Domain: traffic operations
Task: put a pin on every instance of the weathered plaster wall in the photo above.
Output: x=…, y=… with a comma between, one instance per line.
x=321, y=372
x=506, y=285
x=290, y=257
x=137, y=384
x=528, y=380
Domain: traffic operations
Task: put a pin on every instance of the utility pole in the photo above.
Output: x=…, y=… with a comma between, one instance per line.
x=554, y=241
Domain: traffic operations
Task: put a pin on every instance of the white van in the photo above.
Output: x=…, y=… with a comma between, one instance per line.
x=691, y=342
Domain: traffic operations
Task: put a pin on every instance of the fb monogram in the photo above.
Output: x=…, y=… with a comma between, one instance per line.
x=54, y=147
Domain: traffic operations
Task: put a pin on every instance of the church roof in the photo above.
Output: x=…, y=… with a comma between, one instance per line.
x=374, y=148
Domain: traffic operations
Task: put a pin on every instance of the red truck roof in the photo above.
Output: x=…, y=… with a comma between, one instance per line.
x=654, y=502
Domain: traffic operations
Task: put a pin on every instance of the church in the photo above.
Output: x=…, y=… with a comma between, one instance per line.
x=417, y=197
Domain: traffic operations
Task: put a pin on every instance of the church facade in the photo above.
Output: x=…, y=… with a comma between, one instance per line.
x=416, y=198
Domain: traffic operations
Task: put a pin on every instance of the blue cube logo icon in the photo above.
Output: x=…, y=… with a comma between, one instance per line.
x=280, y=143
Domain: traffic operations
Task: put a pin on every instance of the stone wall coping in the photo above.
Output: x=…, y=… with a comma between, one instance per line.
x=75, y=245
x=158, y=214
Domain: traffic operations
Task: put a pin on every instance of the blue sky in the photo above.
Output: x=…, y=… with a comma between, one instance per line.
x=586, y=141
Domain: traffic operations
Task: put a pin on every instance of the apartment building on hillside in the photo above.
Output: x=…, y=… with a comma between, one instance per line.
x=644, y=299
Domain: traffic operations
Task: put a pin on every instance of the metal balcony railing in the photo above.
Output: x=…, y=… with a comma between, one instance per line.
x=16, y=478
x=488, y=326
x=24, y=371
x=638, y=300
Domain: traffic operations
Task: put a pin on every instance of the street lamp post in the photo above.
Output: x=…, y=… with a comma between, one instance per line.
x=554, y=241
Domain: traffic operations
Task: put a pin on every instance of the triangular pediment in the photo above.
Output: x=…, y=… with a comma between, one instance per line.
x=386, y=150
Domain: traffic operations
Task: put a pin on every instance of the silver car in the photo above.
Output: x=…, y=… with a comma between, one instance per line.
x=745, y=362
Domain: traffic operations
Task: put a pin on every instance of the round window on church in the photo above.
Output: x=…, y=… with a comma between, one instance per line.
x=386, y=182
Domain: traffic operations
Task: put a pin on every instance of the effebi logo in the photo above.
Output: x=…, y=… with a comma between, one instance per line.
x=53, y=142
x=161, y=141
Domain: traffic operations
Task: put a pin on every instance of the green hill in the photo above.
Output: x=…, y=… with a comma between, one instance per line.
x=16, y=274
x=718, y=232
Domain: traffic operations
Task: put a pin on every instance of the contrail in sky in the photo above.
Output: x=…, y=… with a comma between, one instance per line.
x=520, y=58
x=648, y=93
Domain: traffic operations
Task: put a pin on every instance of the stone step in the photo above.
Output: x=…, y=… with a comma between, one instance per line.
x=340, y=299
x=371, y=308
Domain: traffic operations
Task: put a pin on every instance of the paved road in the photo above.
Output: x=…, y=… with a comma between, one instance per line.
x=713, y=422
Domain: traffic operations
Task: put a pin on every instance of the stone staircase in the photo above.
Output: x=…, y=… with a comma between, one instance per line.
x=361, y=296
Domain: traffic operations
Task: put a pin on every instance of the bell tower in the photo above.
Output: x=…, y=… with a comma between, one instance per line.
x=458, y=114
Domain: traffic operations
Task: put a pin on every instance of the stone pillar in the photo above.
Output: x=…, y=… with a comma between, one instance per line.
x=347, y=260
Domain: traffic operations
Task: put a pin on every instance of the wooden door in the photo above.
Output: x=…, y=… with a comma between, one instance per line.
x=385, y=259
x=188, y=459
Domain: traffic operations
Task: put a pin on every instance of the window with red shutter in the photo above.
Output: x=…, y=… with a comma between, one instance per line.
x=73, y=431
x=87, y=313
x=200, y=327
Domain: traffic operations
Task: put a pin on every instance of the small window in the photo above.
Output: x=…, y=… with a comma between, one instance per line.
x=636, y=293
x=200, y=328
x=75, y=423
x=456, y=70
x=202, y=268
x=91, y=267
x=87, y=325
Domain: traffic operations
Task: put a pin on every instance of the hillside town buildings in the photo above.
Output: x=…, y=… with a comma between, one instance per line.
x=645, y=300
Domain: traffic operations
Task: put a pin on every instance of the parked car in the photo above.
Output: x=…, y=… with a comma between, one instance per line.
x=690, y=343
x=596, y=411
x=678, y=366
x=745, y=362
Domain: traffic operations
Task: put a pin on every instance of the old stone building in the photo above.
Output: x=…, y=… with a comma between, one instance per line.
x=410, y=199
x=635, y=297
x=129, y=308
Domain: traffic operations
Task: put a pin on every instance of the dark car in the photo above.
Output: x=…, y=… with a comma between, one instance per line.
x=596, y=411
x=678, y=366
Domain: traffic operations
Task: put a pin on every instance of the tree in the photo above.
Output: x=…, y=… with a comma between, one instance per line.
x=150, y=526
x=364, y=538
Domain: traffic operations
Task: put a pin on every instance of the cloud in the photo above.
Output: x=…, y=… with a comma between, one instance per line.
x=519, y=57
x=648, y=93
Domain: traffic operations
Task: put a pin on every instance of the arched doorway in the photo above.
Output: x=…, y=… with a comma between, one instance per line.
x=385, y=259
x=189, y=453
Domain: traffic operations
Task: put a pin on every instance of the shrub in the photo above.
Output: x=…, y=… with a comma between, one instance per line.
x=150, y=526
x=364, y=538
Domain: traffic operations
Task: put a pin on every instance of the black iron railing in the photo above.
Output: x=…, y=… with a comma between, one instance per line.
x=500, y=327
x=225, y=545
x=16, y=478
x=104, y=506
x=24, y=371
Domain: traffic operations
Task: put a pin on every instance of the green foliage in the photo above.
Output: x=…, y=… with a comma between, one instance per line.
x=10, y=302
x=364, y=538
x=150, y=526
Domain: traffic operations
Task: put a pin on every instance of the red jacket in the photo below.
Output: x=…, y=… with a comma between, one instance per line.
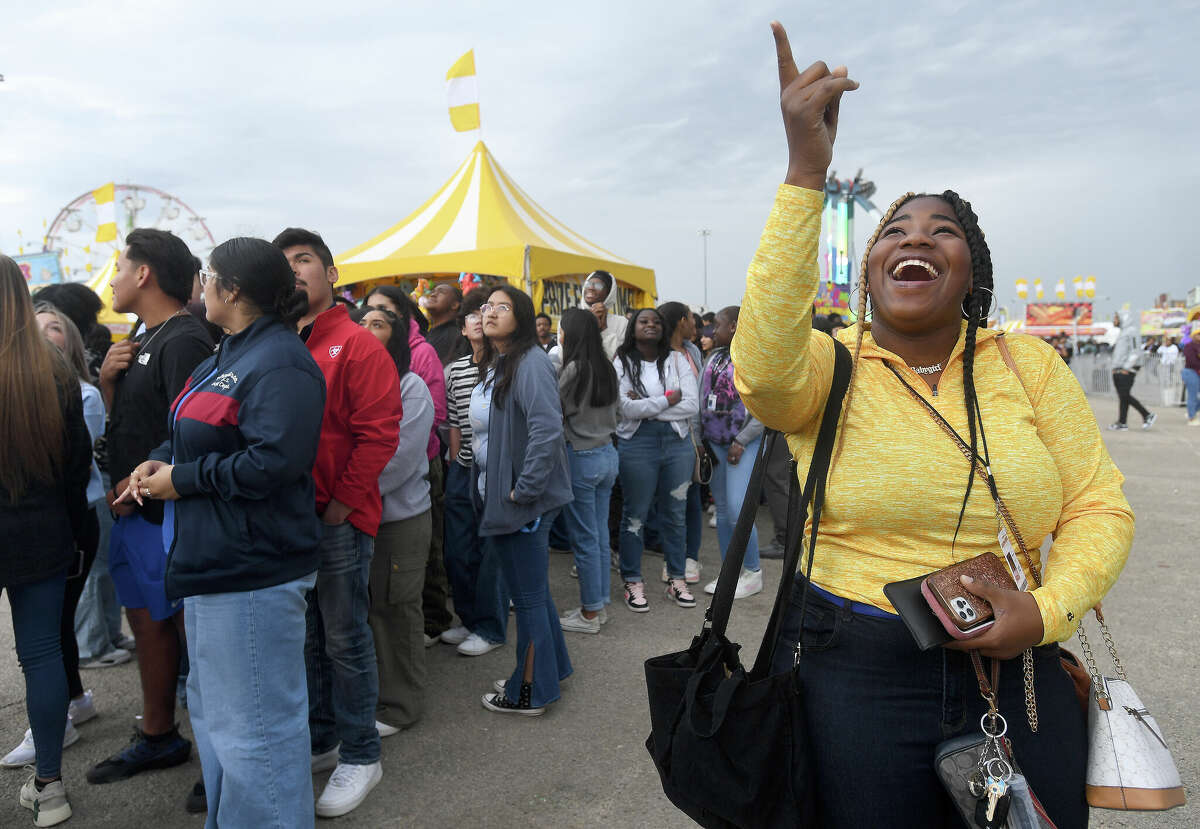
x=363, y=413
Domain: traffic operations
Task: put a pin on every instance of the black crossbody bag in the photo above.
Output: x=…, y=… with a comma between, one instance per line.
x=732, y=748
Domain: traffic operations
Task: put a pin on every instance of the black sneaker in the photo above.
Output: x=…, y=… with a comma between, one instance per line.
x=197, y=802
x=499, y=702
x=142, y=755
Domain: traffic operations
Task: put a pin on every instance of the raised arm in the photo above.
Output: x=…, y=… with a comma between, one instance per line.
x=783, y=370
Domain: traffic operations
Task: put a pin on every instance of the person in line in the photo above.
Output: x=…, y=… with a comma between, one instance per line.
x=1127, y=359
x=735, y=436
x=480, y=598
x=657, y=401
x=139, y=379
x=429, y=366
x=358, y=437
x=587, y=390
x=442, y=306
x=600, y=298
x=903, y=500
x=546, y=338
x=402, y=545
x=243, y=539
x=681, y=329
x=521, y=480
x=45, y=463
x=59, y=330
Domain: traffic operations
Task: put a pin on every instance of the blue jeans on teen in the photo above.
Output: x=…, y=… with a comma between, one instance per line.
x=593, y=473
x=655, y=467
x=1192, y=383
x=343, y=677
x=249, y=704
x=97, y=620
x=36, y=622
x=729, y=486
x=525, y=559
x=877, y=708
x=477, y=586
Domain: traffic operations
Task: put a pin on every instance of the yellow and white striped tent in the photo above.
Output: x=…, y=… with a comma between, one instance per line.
x=119, y=324
x=481, y=222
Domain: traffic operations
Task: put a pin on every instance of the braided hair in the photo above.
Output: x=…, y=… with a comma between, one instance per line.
x=976, y=306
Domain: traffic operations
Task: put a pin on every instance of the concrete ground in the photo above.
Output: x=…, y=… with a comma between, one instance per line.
x=583, y=763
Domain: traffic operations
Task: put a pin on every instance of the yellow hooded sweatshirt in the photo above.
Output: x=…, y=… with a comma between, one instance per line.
x=895, y=490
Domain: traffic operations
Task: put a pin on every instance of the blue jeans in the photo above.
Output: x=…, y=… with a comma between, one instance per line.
x=879, y=708
x=249, y=704
x=593, y=473
x=480, y=596
x=343, y=678
x=525, y=559
x=1192, y=383
x=99, y=614
x=655, y=467
x=730, y=482
x=36, y=625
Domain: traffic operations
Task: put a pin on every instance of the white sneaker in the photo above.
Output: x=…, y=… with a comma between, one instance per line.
x=327, y=761
x=576, y=622
x=347, y=788
x=477, y=646
x=82, y=709
x=749, y=583
x=455, y=635
x=25, y=754
x=49, y=806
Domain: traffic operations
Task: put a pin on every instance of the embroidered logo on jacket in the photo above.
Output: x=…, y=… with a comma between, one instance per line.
x=226, y=382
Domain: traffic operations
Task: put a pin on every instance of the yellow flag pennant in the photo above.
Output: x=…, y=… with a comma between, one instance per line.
x=462, y=94
x=106, y=212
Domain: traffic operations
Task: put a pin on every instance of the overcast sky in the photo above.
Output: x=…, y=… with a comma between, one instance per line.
x=1072, y=128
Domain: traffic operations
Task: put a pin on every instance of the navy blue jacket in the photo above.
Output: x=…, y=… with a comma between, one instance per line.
x=243, y=440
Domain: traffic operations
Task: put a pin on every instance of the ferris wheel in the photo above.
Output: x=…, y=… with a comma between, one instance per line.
x=72, y=234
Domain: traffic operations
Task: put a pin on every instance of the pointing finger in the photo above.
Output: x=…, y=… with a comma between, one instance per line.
x=787, y=71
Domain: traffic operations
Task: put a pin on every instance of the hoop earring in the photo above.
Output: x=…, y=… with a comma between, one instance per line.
x=987, y=312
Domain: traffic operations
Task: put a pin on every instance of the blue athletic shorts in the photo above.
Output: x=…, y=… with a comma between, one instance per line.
x=138, y=564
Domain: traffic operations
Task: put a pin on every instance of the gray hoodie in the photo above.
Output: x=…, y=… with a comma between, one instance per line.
x=1126, y=352
x=405, y=482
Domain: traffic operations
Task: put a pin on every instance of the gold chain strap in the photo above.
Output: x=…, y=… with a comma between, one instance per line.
x=1031, y=701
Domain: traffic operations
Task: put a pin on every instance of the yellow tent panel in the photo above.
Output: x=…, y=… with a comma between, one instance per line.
x=481, y=222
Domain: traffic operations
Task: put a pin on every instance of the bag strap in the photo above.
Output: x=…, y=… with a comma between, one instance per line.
x=717, y=617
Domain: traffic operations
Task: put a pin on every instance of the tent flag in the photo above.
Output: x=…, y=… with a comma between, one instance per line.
x=106, y=212
x=462, y=94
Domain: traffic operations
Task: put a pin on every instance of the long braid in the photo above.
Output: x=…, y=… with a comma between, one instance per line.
x=861, y=316
x=976, y=306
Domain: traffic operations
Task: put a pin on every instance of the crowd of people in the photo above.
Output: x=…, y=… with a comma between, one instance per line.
x=337, y=486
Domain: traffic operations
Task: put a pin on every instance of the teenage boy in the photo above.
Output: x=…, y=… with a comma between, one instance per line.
x=139, y=378
x=358, y=437
x=442, y=306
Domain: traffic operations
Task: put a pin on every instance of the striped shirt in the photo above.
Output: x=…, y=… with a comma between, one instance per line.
x=462, y=376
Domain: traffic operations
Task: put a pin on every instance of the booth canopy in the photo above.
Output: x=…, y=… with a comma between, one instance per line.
x=481, y=222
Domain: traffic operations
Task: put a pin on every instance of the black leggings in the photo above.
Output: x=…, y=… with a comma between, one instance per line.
x=1123, y=383
x=76, y=578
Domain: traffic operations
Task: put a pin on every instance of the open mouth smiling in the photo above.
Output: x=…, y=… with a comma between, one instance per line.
x=915, y=270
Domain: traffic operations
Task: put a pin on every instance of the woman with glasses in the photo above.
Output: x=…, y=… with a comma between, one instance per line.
x=243, y=538
x=658, y=398
x=475, y=583
x=402, y=545
x=45, y=463
x=521, y=480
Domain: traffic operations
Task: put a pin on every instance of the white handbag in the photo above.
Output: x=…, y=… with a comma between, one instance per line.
x=1128, y=763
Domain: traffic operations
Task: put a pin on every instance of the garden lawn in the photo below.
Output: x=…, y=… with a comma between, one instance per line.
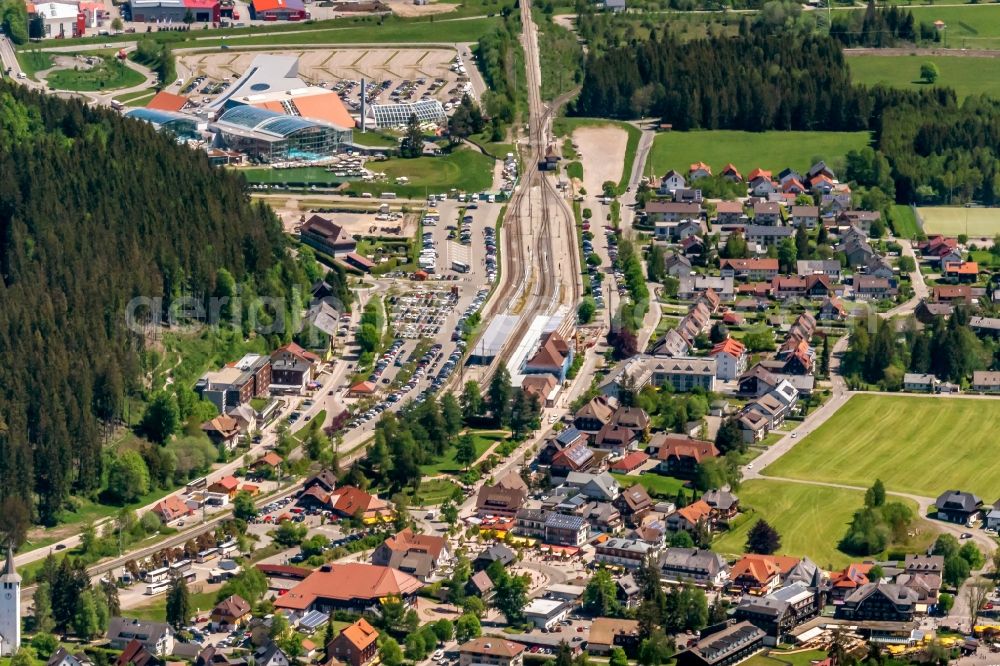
x=666, y=486
x=156, y=610
x=748, y=150
x=810, y=519
x=33, y=61
x=465, y=170
x=107, y=74
x=903, y=221
x=967, y=75
x=919, y=445
x=448, y=465
x=565, y=127
x=955, y=220
x=434, y=492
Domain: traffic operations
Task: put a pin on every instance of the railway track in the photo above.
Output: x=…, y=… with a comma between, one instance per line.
x=533, y=281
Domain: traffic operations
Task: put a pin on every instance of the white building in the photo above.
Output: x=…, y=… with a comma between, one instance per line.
x=10, y=607
x=58, y=18
x=546, y=613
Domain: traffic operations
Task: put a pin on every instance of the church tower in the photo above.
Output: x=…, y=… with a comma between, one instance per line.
x=10, y=607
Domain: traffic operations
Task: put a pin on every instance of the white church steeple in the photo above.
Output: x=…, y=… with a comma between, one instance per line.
x=10, y=606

*Written task*: Express everything above, from the start of the rows down to the line containing "x=691, y=342", both ends included, as a two-column CSV with one line per row. The column "instruction" holds the row's text and the column "points" holds its answer, with each value in a single quoted field and line breaks replaced by spaces.

*Answer in full*:
instruction,points
"Domain: traffic operations Task: put a pin on every instance of the weathered plaster wall in the photo above. Output: x=…, y=… with a comma between, one instance per line.","x=321, y=372 x=506, y=285 x=290, y=257 x=137, y=384 x=528, y=380"
"Domain: traffic operations Task: put a pin on every instance of the utility pole in the photo above. Output: x=…, y=… with a comma between, one instance per line.","x=554, y=241"
"Domain: traffic operations Task: put a pin on every instance of the white van in the photo above. Output: x=…, y=… with a comma between, one instance per line.","x=691, y=342"